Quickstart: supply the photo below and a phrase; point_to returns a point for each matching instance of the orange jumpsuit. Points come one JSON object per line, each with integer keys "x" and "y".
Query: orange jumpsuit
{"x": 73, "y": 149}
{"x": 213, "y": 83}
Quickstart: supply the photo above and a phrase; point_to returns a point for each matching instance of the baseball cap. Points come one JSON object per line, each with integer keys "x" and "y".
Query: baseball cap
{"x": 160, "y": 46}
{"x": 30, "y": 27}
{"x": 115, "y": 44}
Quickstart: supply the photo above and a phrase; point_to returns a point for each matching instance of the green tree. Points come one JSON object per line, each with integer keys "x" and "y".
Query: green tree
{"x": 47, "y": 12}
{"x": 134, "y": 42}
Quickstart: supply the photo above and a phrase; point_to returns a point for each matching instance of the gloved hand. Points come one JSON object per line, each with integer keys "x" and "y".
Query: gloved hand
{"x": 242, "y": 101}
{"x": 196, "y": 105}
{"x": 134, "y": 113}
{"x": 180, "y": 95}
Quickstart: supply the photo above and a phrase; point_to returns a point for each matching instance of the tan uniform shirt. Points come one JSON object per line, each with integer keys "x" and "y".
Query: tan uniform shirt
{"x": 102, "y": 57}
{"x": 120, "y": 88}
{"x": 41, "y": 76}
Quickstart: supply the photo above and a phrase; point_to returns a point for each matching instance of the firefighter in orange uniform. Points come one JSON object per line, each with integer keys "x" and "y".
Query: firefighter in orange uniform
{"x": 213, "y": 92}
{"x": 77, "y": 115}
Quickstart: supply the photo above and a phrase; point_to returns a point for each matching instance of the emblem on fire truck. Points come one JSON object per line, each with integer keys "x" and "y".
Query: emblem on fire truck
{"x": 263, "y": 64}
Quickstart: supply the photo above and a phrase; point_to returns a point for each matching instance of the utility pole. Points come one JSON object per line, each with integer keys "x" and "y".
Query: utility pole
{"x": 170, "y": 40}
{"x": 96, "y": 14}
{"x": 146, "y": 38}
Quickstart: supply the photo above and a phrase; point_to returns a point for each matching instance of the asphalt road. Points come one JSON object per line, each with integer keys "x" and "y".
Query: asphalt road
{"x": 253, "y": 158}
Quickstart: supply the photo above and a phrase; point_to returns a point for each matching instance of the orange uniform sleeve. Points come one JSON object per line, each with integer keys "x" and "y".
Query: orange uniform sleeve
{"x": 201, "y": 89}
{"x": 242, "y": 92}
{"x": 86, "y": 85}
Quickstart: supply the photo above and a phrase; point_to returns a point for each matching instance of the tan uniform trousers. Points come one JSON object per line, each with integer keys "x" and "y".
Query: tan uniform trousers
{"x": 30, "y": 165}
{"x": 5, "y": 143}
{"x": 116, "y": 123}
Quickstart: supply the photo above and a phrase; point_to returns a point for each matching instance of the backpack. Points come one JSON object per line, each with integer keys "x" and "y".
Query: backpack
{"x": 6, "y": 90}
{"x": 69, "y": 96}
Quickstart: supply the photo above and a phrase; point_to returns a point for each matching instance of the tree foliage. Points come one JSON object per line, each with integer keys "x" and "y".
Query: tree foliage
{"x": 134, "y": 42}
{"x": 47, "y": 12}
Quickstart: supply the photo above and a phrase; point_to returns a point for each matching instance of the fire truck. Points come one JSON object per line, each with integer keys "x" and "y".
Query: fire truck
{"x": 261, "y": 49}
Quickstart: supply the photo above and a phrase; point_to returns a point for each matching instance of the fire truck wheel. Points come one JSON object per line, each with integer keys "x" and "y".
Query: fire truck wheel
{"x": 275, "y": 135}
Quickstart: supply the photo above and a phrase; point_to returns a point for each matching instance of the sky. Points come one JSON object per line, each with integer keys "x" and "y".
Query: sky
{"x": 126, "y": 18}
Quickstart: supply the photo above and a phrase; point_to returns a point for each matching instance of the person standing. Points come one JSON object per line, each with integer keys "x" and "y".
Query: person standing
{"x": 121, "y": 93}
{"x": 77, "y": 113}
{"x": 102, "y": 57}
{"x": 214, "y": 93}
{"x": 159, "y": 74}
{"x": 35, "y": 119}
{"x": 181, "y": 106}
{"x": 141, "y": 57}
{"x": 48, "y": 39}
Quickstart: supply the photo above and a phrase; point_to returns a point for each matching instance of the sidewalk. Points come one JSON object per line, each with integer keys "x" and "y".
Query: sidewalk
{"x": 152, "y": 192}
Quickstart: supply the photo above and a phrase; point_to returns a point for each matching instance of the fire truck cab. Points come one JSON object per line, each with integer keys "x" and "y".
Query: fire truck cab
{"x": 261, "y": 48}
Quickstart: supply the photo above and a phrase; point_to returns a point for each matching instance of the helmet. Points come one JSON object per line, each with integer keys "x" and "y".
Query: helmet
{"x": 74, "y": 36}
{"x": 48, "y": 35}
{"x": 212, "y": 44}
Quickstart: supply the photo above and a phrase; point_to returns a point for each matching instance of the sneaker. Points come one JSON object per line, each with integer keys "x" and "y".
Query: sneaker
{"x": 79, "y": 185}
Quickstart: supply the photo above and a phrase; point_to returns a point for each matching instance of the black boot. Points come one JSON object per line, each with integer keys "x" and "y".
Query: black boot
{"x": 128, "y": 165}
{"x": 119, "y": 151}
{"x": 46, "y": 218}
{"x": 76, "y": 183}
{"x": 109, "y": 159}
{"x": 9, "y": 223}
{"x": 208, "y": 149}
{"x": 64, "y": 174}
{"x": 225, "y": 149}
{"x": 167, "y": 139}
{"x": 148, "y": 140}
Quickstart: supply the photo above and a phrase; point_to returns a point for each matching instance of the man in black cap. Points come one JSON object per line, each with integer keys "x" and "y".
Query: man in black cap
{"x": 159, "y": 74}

....

» **Exercise aim**:
Beginning with the line that has "Query: orange jumpsuit" and ending with the line that has "of the asphalt", set down the lines above exactly and include no others.

» **Answer space**:
Query: orange jumpsuit
{"x": 73, "y": 149}
{"x": 213, "y": 83}
Quickstart: supply the photo above and a phrase; point_to returns a point for each matching instance of the baseball cap. Points come one JSON object per line, each with integer keys "x" and "y".
Query: baseball cap
{"x": 160, "y": 46}
{"x": 30, "y": 27}
{"x": 115, "y": 44}
Quickstart: supply the photo above and a phrase; point_to returns a point for each matching instance of the green tree. Points come one JSON object per line, each with integer keys "x" and "y".
Query: green tree
{"x": 47, "y": 12}
{"x": 134, "y": 42}
Quickstart: supply the photo above and a phrase; point_to returns a point for each matching instance of the gloved hand. Points come one JSON object per line, each with integer keys "x" and "y".
Query: gloved hand
{"x": 242, "y": 101}
{"x": 196, "y": 105}
{"x": 134, "y": 113}
{"x": 180, "y": 95}
Quickstart: supply the photo above and a phrase; point_to returns a point for each matching instance of the tan uniform shirt. Points come one JSON object per line, each with integer keys "x" and "y".
Query: tan uniform shirt
{"x": 102, "y": 57}
{"x": 120, "y": 88}
{"x": 41, "y": 76}
Quickstart: supply the photo above and a phrase; point_to returns a point for each matching instance of the firefighter in orange uniform. Points come one JSON object per line, each with integer keys "x" and "y".
Query: firefighter in orange uniform
{"x": 213, "y": 92}
{"x": 77, "y": 115}
Quickstart: supply the photo above and a phrase; point_to returns a point for each matching instance of the emblem on fire truck. Points come one JSON object per line, each with integer keys "x" and "y".
Query: emblem on fire truck
{"x": 263, "y": 64}
Quickstart: supply the photo above and a phrase; point_to returns a point for each matching instance of the utility pole. Points come one JSON object per line, each with integer keys "x" and "y".
Query: utility pole
{"x": 170, "y": 40}
{"x": 96, "y": 14}
{"x": 146, "y": 38}
Quickstart: supply the photo above and a phrase; point_to returns a point for each matching instance of the asphalt road. Points come one JSON object per line, each with integer keys "x" and "y".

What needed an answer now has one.